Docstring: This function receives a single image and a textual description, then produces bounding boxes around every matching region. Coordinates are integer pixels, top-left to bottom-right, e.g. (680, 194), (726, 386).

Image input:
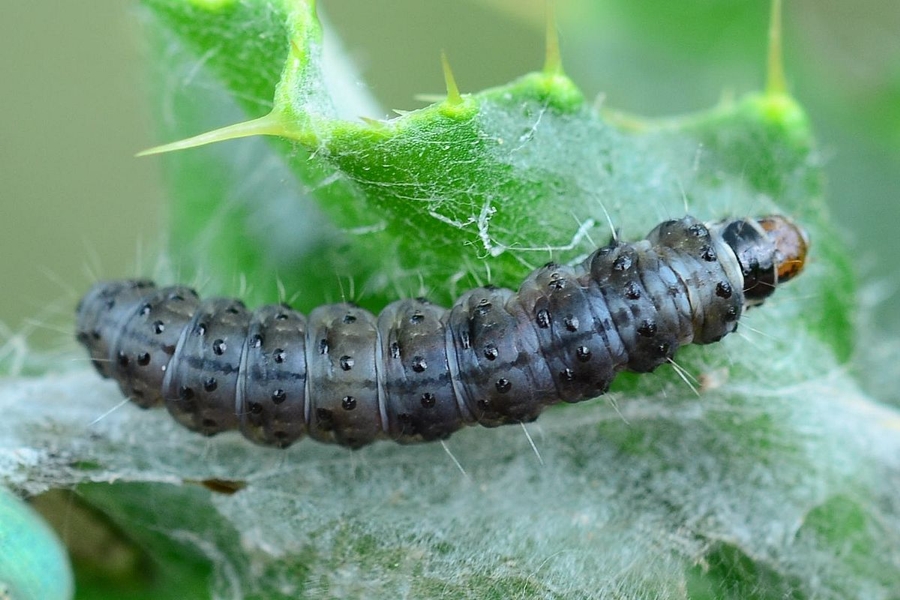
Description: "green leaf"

(0, 0), (900, 598)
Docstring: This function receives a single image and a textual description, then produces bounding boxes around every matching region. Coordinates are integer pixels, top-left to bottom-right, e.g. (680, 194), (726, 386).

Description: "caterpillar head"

(722, 215), (809, 306)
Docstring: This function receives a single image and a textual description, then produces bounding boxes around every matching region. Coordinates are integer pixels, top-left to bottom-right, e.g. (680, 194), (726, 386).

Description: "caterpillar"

(77, 216), (809, 448)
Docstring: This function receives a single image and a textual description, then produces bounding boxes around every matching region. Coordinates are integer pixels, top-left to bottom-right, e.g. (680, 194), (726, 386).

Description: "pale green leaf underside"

(0, 0), (900, 598)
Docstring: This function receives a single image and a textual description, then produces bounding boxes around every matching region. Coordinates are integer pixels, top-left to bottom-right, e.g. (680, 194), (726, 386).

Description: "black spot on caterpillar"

(77, 216), (808, 448)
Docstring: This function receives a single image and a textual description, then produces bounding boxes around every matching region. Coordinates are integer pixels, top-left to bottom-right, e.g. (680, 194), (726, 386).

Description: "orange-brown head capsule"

(721, 215), (809, 306)
(757, 215), (809, 283)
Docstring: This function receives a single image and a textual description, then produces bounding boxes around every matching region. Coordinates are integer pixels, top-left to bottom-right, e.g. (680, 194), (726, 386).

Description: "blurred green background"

(0, 0), (900, 356)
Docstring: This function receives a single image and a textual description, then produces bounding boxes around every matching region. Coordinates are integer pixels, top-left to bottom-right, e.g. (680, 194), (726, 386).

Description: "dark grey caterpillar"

(77, 216), (808, 448)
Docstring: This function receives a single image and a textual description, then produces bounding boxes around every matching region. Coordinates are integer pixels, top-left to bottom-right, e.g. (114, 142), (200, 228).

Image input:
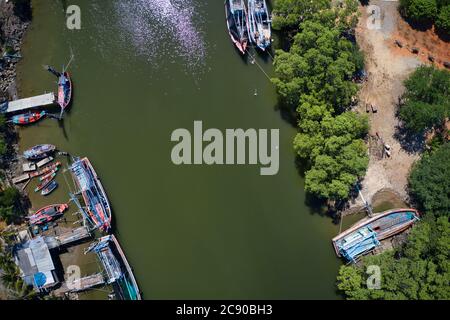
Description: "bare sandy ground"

(351, 1), (421, 208)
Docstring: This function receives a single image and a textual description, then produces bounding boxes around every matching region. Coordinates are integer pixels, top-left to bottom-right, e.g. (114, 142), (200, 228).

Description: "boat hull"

(248, 0), (272, 51)
(71, 158), (112, 232)
(332, 209), (419, 261)
(12, 111), (47, 126)
(23, 144), (56, 160)
(225, 0), (249, 55)
(58, 72), (73, 110)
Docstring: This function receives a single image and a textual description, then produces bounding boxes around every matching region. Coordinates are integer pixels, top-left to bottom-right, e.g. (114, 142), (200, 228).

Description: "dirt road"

(352, 1), (421, 207)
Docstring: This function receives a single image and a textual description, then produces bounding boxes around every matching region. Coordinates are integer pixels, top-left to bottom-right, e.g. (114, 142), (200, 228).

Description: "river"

(15, 0), (350, 299)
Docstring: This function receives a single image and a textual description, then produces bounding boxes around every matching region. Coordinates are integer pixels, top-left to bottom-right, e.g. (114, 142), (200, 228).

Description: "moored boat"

(248, 0), (272, 51)
(58, 71), (72, 110)
(12, 111), (47, 125)
(23, 144), (56, 160)
(225, 0), (248, 54)
(332, 209), (419, 262)
(34, 172), (56, 192)
(41, 181), (58, 196)
(39, 167), (59, 182)
(85, 235), (142, 300)
(30, 161), (61, 178)
(70, 158), (111, 232)
(28, 204), (69, 225)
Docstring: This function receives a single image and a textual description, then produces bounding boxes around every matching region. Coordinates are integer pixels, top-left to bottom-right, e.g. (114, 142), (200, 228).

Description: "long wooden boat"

(41, 181), (58, 196)
(30, 161), (61, 178)
(70, 158), (111, 232)
(58, 71), (73, 110)
(39, 167), (59, 182)
(34, 172), (56, 192)
(225, 0), (248, 54)
(11, 111), (47, 125)
(248, 0), (272, 51)
(332, 209), (419, 262)
(85, 235), (142, 300)
(23, 144), (56, 160)
(28, 204), (69, 225)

> _Directive_:
From the material above, pull out each line that contains the string "leaf", copying those lines unchanged.

> _Written response_:
Description: "green leaf"
Description: "pale green leaf underside"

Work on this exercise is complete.